§ Exercise objective
Rewrite everything from the line containing "of the grey" down through the end of the records, changing "innermost point" to "central point" and leaving all else as it is.

===============

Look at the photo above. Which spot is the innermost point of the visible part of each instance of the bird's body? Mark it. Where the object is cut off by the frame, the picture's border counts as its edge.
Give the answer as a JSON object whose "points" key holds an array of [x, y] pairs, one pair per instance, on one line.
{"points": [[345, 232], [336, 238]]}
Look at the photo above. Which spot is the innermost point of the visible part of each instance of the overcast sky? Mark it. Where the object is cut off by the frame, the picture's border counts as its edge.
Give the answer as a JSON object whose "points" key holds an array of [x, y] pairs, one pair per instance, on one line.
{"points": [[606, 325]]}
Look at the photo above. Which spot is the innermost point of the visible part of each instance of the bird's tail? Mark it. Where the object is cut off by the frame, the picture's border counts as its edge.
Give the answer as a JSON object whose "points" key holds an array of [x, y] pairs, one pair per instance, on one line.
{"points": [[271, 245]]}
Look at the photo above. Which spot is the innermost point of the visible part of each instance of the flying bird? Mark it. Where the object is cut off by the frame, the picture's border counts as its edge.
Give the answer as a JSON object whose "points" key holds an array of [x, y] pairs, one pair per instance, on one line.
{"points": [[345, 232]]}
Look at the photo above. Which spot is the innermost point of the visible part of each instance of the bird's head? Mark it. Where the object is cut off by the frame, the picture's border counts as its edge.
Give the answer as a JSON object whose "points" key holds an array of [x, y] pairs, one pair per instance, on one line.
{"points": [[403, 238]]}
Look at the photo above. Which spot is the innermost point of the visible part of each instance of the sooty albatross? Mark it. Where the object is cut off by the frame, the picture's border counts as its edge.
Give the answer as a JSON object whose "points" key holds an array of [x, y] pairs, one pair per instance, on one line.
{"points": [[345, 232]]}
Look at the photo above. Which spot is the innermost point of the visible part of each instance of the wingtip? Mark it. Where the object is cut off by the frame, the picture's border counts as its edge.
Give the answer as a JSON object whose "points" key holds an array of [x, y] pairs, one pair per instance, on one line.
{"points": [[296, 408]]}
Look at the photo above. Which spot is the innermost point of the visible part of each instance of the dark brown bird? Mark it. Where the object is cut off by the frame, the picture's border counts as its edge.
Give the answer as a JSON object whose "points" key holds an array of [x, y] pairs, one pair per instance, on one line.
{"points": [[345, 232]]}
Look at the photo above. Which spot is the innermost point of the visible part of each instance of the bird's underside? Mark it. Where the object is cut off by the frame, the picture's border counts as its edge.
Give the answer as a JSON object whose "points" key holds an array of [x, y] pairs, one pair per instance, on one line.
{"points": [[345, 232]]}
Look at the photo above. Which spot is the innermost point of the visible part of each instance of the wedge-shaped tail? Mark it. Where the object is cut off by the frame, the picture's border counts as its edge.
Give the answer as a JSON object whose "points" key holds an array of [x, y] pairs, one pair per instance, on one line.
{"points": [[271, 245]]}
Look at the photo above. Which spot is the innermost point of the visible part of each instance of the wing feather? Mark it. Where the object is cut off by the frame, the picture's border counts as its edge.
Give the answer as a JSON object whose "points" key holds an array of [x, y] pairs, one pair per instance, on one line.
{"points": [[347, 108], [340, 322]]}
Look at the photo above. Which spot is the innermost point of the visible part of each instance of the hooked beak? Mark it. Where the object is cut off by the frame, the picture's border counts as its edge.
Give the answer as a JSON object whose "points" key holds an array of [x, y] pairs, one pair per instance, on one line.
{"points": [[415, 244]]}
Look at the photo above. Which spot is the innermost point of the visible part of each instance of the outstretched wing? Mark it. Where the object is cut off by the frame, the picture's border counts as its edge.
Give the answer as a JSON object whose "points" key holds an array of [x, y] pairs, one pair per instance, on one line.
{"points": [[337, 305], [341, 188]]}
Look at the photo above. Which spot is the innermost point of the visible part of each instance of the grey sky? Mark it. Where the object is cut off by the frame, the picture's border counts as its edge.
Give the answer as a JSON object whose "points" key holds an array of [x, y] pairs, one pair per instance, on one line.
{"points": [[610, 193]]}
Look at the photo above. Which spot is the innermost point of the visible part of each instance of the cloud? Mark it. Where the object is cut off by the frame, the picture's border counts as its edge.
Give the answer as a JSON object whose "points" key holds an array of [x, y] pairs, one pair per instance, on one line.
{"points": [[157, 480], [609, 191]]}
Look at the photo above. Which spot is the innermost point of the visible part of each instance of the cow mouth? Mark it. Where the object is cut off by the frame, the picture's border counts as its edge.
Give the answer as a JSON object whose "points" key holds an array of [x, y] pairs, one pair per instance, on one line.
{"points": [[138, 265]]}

===============

§ Task answer
Look at the photo above. Which spot is the central point of the visible part of each instance of the grey sky? Mark it. Where the object is cut off by the frame, the picture's border counts as its edge.
Give the answer as a JSON object whose "points" key holds an array of [x, y] pairs, one pair per instance, on one line.
{"points": [[610, 193]]}
Look at the photo above. Which spot is the central point of the visible part of each instance of the cloud? Mark it. Where the object is cut off by the frame, the picture's border counts as its edge.
Give the answer as a JSON object whose "points" key holds an array of [x, y] pairs, one pair per instance, on one line.
{"points": [[157, 480], [609, 191]]}
Look at the photo above. Which spot is the central point of the visible part of each instance of the cow mouth? Mark it. Where the object is cut off by the frame, the picture's border counts as its edge.
Give the answer as a JSON object whose "points" key holds an array of [x, y] pairs, one pair per instance, on one line.
{"points": [[138, 265]]}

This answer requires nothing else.